Since Mama always began and ended her day by praying for everyone in her world (and I guess, she prayed for the entire world, too), I feel a little unsafe and unprotected now that she's gone. Her prayer of love and protection always made me feel safe. Sometimes I call her up and ask, "Mama, did you pray for me today? I'm not having a good day!" Yeah, I can be so rude. And she'd assure me that she did but so that I'd feel better, we'd pray over the phone anyway. Then I truly would feel better.
Well, now no one's praying for me so I'm doing the praying. It's hard if it isn't part of your habit to pray for people. I usually pray for just me and Vince. This morning as I was praying in our bedroom, I was mixing up names and forgetting names and just basically getting confused. Maybe because I never start my day with a prayer so I'm not used to concentrating so hard first thing. I'll have to list names down!
The other day, Kate dragged me with her to Baclaran church. I'm not Catholic but it's still a place of worship so I prayed with her. At the back of the church is a large room filled with candles. In here, people light as many candles as they wish to pray. I got five candles and prayed for these:
(1) for my marriage to be strong and be a shining example of true commitment and love,
(2) that my family be truly reconciled and finally be a beacon of love and Christ's victory to others,
(3) for God to bless the friends and family who have been such a comfort to me and my family in these dark days,
(4) I thanked God for our jobs which helped pay for Mama's sudden passing, and I asked that we will always be wise and compassionate managers to our staff and be good examples of leadership,
(5) and then I prayed for everyone in that room of candles because I saw that they desperately needed Him, perhaps even more than I did at that moment.

EXERCISE INSTRUCTIONS
• a. Reproduce the prayer passage word for word, from "Since Mama always" up to and including "would feel better.".
• b. Pick up the prayer passage after its last sentence and carry it further.

SUPPLIED MATERIAL
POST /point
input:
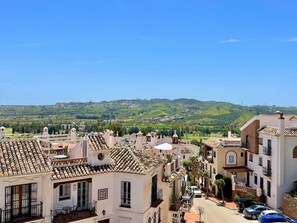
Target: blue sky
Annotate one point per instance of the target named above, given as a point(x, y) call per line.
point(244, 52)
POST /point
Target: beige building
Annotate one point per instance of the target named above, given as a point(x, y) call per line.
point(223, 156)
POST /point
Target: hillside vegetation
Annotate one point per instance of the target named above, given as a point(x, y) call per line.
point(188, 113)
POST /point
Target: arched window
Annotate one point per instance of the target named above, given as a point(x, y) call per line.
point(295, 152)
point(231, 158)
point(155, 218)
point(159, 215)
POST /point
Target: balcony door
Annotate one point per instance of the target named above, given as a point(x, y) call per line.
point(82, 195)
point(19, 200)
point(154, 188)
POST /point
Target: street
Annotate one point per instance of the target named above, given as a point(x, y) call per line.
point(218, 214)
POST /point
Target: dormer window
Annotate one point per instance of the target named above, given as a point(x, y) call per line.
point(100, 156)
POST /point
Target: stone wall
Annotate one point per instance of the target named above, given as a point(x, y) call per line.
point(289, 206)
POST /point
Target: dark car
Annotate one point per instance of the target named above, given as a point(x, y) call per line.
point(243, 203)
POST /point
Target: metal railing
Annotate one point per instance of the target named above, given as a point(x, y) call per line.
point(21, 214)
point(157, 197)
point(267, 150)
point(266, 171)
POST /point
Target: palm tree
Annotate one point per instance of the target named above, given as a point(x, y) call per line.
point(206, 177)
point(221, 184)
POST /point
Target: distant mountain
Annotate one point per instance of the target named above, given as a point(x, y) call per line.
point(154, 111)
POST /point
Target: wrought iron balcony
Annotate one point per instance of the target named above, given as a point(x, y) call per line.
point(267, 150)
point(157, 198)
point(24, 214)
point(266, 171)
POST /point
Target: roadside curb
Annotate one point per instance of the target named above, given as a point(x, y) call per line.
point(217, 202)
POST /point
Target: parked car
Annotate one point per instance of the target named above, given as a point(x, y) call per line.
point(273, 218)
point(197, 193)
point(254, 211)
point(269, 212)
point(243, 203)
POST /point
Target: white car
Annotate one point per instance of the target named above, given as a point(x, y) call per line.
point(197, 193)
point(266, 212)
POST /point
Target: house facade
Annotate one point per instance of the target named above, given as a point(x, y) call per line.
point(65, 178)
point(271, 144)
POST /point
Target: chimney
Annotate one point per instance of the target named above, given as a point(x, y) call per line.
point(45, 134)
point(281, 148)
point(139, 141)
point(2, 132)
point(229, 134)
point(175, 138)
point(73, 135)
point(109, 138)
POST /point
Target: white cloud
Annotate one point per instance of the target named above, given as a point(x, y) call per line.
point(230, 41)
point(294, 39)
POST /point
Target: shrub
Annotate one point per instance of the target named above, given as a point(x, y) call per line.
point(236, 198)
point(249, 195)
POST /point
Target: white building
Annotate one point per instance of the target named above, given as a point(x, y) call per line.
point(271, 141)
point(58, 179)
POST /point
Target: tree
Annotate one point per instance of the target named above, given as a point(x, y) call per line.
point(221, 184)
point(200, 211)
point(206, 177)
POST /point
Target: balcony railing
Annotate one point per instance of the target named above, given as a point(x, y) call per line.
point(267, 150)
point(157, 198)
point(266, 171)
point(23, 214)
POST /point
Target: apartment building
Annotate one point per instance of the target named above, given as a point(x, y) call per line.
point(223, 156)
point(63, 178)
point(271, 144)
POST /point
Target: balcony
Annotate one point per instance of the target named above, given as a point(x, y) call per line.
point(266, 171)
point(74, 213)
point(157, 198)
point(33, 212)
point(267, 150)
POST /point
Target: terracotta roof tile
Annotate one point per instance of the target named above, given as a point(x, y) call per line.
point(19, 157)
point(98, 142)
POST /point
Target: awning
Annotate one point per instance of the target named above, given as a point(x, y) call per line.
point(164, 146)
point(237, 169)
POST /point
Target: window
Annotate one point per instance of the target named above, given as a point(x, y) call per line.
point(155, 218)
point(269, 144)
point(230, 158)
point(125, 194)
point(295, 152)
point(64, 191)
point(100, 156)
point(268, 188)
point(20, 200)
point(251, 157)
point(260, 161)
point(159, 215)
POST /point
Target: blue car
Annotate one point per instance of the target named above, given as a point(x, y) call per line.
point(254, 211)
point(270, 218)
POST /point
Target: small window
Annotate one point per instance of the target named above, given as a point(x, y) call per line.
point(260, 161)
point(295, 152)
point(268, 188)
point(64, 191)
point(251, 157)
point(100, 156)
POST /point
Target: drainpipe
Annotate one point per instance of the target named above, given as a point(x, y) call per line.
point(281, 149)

---

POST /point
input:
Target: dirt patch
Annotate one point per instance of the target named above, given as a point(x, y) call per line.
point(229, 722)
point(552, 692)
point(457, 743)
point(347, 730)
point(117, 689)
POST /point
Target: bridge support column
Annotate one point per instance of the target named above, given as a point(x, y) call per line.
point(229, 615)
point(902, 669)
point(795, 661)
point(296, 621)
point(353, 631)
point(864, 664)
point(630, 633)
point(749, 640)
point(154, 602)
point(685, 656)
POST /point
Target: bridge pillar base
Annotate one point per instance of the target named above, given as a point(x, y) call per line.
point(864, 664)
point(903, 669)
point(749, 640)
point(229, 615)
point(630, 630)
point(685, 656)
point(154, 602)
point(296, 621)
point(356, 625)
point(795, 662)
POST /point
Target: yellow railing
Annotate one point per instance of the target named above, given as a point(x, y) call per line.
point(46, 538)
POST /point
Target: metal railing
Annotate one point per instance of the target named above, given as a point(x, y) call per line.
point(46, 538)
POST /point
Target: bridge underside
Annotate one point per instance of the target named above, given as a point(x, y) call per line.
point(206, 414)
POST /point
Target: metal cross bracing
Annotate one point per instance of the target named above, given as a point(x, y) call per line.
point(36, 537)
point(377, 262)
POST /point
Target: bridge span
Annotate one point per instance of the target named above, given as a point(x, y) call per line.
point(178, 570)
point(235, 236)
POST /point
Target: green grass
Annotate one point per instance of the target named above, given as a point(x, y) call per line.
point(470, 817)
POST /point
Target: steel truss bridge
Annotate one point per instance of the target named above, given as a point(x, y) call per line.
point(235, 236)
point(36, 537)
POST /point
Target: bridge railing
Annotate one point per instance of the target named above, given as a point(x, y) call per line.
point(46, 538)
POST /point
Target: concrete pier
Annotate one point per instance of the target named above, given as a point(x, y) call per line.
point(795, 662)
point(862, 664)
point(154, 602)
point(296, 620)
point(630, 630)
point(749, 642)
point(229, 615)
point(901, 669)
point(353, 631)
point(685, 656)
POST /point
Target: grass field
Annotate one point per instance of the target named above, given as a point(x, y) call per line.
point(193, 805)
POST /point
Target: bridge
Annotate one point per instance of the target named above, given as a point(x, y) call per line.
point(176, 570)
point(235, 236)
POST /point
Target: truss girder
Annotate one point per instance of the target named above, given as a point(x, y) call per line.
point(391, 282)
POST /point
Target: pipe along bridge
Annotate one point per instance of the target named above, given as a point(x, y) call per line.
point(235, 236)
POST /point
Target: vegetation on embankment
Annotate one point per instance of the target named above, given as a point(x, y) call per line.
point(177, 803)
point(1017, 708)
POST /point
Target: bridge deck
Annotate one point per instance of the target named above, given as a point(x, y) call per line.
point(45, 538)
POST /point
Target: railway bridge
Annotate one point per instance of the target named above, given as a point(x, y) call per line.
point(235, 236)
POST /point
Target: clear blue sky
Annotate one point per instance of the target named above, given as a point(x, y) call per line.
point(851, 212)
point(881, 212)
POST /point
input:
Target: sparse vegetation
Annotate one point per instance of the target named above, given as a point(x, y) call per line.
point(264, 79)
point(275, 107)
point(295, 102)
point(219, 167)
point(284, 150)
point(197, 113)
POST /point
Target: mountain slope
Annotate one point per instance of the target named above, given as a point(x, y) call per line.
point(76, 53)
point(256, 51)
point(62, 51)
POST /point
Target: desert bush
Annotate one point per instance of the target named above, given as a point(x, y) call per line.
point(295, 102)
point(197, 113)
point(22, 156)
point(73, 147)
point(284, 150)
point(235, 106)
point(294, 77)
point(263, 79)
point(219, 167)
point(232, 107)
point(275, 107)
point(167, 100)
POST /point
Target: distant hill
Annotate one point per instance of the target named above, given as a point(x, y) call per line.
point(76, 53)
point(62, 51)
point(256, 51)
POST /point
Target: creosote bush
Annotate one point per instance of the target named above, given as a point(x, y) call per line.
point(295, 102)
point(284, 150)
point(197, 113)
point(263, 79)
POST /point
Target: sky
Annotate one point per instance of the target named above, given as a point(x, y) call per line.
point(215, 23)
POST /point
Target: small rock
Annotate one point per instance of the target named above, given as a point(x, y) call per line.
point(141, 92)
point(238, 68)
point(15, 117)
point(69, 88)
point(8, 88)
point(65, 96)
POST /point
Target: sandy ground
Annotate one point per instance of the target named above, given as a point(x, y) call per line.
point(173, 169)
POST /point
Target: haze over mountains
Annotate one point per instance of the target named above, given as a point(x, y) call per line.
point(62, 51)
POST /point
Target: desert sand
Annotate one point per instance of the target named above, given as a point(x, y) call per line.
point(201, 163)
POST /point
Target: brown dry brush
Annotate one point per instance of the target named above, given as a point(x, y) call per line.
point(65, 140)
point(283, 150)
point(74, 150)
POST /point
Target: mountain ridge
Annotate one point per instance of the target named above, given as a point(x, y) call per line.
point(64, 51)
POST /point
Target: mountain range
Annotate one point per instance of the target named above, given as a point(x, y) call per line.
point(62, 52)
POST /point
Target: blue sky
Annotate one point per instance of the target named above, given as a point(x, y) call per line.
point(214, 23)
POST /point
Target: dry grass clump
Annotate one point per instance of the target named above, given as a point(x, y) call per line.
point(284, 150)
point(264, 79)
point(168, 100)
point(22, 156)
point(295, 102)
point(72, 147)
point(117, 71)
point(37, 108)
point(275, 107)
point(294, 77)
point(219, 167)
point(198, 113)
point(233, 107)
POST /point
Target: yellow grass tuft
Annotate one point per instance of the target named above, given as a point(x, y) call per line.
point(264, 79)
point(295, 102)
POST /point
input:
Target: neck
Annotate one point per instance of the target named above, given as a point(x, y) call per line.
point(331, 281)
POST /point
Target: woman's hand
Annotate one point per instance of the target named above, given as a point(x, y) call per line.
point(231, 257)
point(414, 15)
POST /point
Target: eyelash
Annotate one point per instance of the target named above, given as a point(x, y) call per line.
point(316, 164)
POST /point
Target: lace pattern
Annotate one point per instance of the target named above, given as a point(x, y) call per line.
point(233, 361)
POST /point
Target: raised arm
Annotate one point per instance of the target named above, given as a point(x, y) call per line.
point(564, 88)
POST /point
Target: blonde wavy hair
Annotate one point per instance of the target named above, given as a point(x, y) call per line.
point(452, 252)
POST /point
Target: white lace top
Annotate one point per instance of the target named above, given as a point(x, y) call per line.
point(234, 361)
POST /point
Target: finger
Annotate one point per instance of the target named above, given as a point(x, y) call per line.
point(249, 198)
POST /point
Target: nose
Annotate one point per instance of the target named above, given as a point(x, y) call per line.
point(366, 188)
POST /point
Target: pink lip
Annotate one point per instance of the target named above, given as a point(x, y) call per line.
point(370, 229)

EXERCISE RESPONSES
• a.
Since Mama always began and ended her day by praying for everyone in her world (and I guess, she prayed for the entire world, too), I feel a little unsafe and unprotected now that she's gone. Her prayer of love and protection always made me feel safe. Sometimes I call her up and ask, "Mama, did you pray for me today? I'm not having a good day!" Yeah, I can be so rude. And she'd assure me that she did but so that I'd feel better, we'd pray over the phone anyway. Then I truly would feel better.

• b.
I found that candles can be very calming. And since there's a flame I can focus on, I prayed better. I'll be buying candles this weekend. Till then, believe it or not, I found this nice website that helped me pray. It's called Light a Candle. I thought it would be cheesy but it proved to be very calming. And then as I clicked on the other candles, I realized I'm not the only one who needs help. Millions of people around the world are in worse situations. And so my list of names just got longer.
I do always remember this scene from Dawson's Creek (yeah, all my life is so pop culture). Jen's grandfather was dying and her grandmother was praying really hard. Jen got angry and told her grandma, "How can you have so much faith in prayer? Just because you pray doesn't mean you can change God." And grandma replied, "Prayer doesn't change God; it changes me."
Mama's death is still very painful and of course it is useless to pray for her to come back or for me to have another chance to show her my love. But I trust in God's perfect plan. He wanted Mama home but He will not leave us alone. He will be there for me and my family and He is already working in our lives because Mama's death was for a reason. I just need to pray that we will be patient enough and strong enough and wise enough to see His plan moving powerfully in us.